### Page
━━━━━━━━
Getting an Accurate Reading from Your Meat Thermometer
Before you start cooking, look over these simple tips, so your recipe turns out perfect.
Remove meat from the heat source
For an accurate reading, you’ll want to record the temperature away from the oven, stove, or grill, which can significantly increase the thermometer reading.
Use a fork
When grabbing the temperature from skin-on cuts of chicken like my Baked Split Chicken Breasts, use a fork to gently lift the skin and insert the thermometer directly into the chicken.
If you cook chicken quite often, it can be a little trickier than beef and fish. Use a thermometer in addition to these helpful tips on how to know when chicken is done.
Cooking Fish
Checking the internal temperature of fish is no different from steak or chicken: find the thickest part and insert the thermometer probe.
━━━━━━━━
### Record list
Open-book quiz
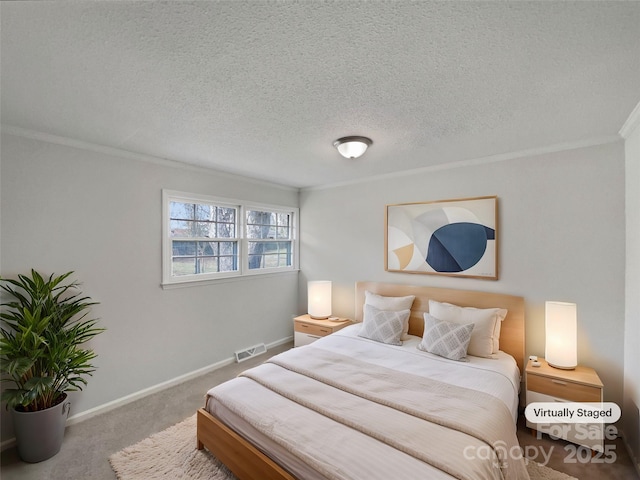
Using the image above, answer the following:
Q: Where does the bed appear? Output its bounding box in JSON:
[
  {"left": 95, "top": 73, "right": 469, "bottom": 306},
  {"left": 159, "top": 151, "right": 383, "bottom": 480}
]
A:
[{"left": 197, "top": 282, "right": 528, "bottom": 480}]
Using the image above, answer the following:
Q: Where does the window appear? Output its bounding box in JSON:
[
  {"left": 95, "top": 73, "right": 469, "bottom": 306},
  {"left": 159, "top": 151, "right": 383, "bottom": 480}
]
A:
[
  {"left": 246, "top": 210, "right": 293, "bottom": 270},
  {"left": 162, "top": 190, "right": 298, "bottom": 285}
]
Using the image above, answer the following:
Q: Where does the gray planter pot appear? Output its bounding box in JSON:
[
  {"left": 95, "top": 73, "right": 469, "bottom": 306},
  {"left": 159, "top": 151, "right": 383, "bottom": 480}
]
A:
[{"left": 13, "top": 394, "right": 71, "bottom": 463}]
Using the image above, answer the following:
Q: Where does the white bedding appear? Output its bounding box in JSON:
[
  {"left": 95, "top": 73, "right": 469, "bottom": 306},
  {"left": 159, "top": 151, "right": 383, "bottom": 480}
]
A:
[{"left": 206, "top": 325, "right": 520, "bottom": 480}]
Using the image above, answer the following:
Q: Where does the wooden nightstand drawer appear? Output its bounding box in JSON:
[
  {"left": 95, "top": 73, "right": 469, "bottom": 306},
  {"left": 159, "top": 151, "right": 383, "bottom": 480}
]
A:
[
  {"left": 293, "top": 314, "right": 352, "bottom": 347},
  {"left": 296, "top": 322, "right": 332, "bottom": 337},
  {"left": 527, "top": 373, "right": 602, "bottom": 402}
]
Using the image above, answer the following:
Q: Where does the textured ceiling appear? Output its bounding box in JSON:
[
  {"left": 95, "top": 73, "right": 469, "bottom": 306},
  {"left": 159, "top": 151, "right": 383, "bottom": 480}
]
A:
[{"left": 0, "top": 1, "right": 640, "bottom": 187}]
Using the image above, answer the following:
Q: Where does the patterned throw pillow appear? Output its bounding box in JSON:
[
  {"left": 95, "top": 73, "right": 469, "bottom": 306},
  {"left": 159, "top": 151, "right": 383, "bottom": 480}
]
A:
[
  {"left": 358, "top": 305, "right": 411, "bottom": 345},
  {"left": 418, "top": 313, "right": 474, "bottom": 360}
]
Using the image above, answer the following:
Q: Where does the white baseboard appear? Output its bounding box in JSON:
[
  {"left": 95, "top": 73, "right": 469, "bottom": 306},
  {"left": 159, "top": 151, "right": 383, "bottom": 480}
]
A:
[{"left": 0, "top": 336, "right": 293, "bottom": 451}]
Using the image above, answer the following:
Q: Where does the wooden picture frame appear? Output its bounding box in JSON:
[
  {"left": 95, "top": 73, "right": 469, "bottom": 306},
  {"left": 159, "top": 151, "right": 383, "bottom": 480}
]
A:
[{"left": 384, "top": 196, "right": 498, "bottom": 280}]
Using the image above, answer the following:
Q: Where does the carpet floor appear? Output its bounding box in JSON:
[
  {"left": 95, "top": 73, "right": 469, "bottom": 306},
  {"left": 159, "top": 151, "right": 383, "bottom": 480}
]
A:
[{"left": 109, "top": 415, "right": 576, "bottom": 480}]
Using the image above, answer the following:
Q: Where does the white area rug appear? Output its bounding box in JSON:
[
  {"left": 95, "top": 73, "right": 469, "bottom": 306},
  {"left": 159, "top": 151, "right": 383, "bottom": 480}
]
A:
[{"left": 109, "top": 415, "right": 577, "bottom": 480}]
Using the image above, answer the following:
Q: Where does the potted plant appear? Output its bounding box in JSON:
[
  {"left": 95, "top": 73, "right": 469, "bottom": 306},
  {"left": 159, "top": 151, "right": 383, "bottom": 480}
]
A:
[{"left": 0, "top": 270, "right": 104, "bottom": 463}]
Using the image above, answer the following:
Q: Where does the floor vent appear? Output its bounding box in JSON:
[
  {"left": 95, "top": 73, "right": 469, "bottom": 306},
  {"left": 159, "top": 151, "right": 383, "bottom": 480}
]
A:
[{"left": 236, "top": 343, "right": 267, "bottom": 363}]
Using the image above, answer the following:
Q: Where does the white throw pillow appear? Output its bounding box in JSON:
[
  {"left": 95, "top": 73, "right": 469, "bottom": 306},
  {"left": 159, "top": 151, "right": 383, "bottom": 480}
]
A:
[
  {"left": 429, "top": 300, "right": 507, "bottom": 358},
  {"left": 418, "top": 313, "right": 474, "bottom": 360},
  {"left": 364, "top": 290, "right": 416, "bottom": 340},
  {"left": 358, "top": 305, "right": 410, "bottom": 345}
]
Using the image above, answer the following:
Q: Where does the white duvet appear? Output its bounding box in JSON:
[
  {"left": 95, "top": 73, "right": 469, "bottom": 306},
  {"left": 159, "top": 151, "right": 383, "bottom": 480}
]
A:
[{"left": 207, "top": 325, "right": 520, "bottom": 479}]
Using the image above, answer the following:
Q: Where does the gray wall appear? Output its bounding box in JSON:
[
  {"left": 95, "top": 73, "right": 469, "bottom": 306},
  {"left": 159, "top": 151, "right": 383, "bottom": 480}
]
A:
[
  {"left": 299, "top": 141, "right": 625, "bottom": 403},
  {"left": 0, "top": 131, "right": 300, "bottom": 440}
]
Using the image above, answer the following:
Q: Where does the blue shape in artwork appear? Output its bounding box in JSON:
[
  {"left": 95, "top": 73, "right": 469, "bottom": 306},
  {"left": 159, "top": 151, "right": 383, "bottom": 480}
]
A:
[{"left": 426, "top": 222, "right": 496, "bottom": 273}]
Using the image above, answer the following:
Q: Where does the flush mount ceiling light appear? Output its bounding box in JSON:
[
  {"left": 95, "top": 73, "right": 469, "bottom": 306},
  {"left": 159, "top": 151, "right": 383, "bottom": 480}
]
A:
[{"left": 333, "top": 137, "right": 373, "bottom": 158}]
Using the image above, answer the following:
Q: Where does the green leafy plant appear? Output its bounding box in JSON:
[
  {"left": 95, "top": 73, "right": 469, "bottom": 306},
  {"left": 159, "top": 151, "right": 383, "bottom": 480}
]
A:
[{"left": 0, "top": 270, "right": 104, "bottom": 412}]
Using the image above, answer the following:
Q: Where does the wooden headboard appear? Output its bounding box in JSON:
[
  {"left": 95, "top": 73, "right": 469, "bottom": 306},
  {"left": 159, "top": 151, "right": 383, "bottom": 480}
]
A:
[{"left": 355, "top": 282, "right": 525, "bottom": 373}]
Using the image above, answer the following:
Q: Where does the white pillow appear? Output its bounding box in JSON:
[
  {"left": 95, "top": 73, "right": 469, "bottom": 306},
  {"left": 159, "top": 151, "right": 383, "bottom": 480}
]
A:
[
  {"left": 418, "top": 313, "right": 474, "bottom": 361},
  {"left": 358, "top": 305, "right": 410, "bottom": 345},
  {"left": 429, "top": 300, "right": 507, "bottom": 358},
  {"left": 364, "top": 290, "right": 416, "bottom": 340}
]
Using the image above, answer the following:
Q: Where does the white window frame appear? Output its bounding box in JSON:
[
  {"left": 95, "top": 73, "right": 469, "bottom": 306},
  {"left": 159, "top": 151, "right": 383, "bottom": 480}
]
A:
[{"left": 162, "top": 190, "right": 300, "bottom": 288}]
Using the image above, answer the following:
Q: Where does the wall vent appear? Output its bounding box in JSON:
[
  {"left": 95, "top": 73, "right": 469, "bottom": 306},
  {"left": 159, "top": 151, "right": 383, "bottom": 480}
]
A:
[{"left": 235, "top": 343, "right": 267, "bottom": 363}]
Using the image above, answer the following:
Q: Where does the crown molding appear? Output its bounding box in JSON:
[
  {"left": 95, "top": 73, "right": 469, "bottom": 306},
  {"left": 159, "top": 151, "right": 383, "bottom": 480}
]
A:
[{"left": 301, "top": 135, "right": 620, "bottom": 191}]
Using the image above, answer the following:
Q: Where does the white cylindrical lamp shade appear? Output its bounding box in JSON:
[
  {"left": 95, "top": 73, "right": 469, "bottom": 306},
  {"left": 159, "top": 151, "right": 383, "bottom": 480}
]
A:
[
  {"left": 307, "top": 280, "right": 331, "bottom": 318},
  {"left": 544, "top": 302, "right": 578, "bottom": 370}
]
━━━━━━━━
### What is being asked
In the meat thermometer tips, what should you use to lift the skin on skin-on chicken before inserting the thermometer?

### Output of the task
A fork.